►
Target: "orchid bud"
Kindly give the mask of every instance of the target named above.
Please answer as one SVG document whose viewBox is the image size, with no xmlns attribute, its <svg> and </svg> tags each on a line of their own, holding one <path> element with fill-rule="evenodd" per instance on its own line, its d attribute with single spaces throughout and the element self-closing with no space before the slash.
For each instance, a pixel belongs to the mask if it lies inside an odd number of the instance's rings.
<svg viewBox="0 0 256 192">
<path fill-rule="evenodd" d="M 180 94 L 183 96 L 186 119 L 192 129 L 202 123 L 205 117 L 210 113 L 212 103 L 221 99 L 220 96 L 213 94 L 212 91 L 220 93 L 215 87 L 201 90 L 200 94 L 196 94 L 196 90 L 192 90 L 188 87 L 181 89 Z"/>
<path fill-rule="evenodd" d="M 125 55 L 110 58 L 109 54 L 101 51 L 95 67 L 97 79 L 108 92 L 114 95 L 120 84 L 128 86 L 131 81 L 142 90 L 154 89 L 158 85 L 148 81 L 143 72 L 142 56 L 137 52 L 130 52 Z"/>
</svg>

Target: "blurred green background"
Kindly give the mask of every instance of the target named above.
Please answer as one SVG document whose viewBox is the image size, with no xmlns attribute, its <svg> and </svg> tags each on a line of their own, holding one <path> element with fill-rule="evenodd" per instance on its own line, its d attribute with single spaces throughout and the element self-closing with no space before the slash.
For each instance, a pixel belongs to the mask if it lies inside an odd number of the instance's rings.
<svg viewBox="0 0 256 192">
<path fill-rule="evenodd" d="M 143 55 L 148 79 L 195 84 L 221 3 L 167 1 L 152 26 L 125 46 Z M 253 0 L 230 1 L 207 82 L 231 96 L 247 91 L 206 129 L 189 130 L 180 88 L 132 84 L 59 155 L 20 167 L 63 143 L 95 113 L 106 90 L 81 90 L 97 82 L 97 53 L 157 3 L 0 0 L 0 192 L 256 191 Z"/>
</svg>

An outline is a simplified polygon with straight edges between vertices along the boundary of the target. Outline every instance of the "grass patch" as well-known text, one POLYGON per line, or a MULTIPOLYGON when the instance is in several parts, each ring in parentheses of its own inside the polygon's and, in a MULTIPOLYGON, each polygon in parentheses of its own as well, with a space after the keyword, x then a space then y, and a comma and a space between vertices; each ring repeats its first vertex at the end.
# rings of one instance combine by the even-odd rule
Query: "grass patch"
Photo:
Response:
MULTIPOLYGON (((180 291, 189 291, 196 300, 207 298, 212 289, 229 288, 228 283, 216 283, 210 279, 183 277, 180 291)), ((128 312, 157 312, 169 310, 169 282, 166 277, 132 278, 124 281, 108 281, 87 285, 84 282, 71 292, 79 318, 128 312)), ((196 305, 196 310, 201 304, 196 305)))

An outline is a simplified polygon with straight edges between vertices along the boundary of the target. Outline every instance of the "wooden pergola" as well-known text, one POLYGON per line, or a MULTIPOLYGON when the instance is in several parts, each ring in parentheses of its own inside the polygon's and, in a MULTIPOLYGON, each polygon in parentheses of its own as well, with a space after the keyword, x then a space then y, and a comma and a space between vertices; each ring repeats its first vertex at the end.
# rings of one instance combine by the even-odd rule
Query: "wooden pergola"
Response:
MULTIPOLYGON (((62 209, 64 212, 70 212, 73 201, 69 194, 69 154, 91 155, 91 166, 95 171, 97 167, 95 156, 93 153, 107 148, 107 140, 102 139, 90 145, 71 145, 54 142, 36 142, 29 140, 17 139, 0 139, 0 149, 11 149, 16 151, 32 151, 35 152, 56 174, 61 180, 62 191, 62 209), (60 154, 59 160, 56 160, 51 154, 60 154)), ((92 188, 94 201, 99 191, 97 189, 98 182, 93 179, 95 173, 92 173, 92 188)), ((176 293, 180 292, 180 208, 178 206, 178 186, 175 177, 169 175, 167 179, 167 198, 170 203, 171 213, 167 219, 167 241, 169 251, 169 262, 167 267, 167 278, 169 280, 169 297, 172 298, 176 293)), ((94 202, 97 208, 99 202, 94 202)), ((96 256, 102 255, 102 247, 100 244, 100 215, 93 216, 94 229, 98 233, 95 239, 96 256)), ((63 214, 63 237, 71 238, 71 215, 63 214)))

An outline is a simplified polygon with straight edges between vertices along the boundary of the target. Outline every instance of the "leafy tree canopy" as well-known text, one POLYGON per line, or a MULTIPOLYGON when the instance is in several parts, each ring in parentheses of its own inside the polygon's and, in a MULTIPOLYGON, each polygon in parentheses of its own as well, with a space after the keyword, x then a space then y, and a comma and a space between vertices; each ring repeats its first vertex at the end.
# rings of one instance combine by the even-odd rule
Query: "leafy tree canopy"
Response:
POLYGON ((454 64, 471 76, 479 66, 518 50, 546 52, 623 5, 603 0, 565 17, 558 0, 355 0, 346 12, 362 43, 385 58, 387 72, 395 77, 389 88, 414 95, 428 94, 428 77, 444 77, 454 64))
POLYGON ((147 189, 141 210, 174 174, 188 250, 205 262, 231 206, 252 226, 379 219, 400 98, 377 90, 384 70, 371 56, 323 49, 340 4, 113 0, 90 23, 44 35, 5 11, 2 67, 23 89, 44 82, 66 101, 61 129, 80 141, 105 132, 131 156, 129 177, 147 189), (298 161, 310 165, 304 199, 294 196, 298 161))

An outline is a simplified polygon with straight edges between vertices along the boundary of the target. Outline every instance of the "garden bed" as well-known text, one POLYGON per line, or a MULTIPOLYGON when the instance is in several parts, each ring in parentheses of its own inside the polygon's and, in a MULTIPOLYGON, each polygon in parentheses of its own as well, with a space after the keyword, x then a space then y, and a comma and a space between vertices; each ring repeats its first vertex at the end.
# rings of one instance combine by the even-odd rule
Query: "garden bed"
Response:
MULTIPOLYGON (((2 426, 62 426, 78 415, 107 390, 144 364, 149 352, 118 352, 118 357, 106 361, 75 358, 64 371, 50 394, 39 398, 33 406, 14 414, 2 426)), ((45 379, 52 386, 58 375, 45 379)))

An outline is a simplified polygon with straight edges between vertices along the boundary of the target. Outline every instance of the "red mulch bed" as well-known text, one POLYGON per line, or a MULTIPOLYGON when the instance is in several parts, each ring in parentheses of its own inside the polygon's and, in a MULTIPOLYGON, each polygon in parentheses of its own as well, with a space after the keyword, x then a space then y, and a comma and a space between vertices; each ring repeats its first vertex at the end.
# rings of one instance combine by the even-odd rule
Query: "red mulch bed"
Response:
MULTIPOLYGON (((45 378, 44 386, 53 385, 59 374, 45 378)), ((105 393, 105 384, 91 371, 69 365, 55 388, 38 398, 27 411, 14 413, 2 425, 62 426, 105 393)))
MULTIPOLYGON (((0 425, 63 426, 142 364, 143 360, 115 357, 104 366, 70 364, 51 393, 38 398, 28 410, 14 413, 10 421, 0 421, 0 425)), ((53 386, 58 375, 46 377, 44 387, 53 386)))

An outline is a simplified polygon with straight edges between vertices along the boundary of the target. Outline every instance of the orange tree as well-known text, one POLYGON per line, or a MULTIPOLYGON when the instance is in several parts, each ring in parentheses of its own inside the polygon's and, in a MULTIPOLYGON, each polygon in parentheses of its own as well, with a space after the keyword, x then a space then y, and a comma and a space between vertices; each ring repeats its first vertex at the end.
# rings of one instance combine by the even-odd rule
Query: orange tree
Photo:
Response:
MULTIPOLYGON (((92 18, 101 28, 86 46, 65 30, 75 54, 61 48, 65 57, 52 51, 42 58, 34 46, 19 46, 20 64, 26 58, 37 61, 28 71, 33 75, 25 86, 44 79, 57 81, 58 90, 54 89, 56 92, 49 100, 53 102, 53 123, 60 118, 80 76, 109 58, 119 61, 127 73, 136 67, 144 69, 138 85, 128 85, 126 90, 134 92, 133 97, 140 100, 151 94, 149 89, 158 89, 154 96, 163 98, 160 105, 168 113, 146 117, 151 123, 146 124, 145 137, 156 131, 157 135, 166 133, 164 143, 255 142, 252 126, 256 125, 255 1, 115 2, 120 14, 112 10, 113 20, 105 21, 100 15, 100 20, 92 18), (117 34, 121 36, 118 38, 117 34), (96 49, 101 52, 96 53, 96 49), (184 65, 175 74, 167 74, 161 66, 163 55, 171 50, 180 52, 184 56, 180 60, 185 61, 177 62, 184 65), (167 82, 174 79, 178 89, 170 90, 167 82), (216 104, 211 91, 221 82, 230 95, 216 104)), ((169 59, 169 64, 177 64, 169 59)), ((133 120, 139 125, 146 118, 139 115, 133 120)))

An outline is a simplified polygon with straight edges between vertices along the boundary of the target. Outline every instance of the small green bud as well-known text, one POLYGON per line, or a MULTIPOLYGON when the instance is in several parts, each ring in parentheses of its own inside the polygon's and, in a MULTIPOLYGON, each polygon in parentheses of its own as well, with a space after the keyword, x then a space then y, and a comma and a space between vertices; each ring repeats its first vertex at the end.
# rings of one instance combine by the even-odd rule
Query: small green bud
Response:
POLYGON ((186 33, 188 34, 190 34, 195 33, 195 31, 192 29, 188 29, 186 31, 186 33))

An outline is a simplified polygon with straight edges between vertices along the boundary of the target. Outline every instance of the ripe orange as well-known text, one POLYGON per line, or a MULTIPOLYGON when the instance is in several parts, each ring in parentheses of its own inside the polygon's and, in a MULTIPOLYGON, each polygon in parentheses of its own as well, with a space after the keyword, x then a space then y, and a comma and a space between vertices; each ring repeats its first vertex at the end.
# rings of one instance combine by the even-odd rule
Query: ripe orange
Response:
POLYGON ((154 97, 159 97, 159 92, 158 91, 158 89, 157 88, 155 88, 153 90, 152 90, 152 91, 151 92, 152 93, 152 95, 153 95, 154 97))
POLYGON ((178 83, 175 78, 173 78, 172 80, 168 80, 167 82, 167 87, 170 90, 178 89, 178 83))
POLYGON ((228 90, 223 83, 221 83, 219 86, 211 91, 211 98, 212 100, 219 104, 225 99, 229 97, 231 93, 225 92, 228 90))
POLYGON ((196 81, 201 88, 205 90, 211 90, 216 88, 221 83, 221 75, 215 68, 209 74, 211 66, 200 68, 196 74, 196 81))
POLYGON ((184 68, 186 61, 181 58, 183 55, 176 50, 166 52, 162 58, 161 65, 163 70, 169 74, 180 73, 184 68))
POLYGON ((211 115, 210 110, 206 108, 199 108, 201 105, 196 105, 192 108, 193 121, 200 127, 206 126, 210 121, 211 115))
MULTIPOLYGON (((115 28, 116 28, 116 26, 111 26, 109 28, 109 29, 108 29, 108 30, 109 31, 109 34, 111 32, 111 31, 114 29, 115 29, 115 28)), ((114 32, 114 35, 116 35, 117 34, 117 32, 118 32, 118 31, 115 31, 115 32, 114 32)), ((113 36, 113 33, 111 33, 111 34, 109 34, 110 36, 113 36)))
◄
* [Stated exercise] Write out the rows exactly, starting at the line that contains "of the ripe" and continuing through the last line of the rows, including both of those lines.

* [Output]
An outline is a simplified polygon with straight edges between vertices along the boundary of the target. Outline every instance of the ripe orange as well-known text, one POLYGON per line, or a MULTIPOLYGON when the instance is in several parts, each ring in parentheses of its own inside the polygon's and, in a MULTIPOLYGON, each polygon in parentheses of its own as well, with a space after the keyword, x then a space then y, and a comma and a space between vertices; each ring repeats its first vertex at the end.
# rings of one instance combine by the even-odd rule
Query: ripe orange
Response:
POLYGON ((154 97, 159 97, 159 92, 158 91, 158 89, 157 88, 155 88, 153 90, 152 90, 152 91, 151 92, 152 93, 152 95, 153 95, 154 97))
POLYGON ((178 83, 175 78, 173 78, 172 80, 168 80, 167 82, 167 87, 170 90, 178 89, 178 83))
POLYGON ((228 90, 223 83, 221 83, 219 86, 211 91, 211 98, 212 100, 219 104, 225 99, 229 97, 231 93, 225 92, 228 90))
POLYGON ((196 81, 201 88, 205 90, 211 90, 216 88, 221 83, 221 75, 215 68, 209 74, 211 66, 200 68, 196 74, 196 81))
POLYGON ((184 68, 186 61, 181 58, 183 55, 176 50, 166 52, 162 58, 161 65, 163 70, 169 74, 180 73, 184 68))
POLYGON ((211 115, 210 110, 206 108, 199 108, 201 105, 196 105, 192 108, 193 121, 200 127, 206 126, 210 121, 211 115))
MULTIPOLYGON (((115 28, 116 28, 116 26, 111 26, 109 28, 109 29, 108 29, 108 30, 109 31, 109 34, 111 32, 111 31, 114 29, 115 29, 115 28)), ((114 32, 114 35, 116 35, 117 34, 117 32, 118 32, 118 31, 115 31, 115 32, 114 32)), ((113 36, 113 33, 111 33, 111 34, 109 34, 110 36, 113 36)))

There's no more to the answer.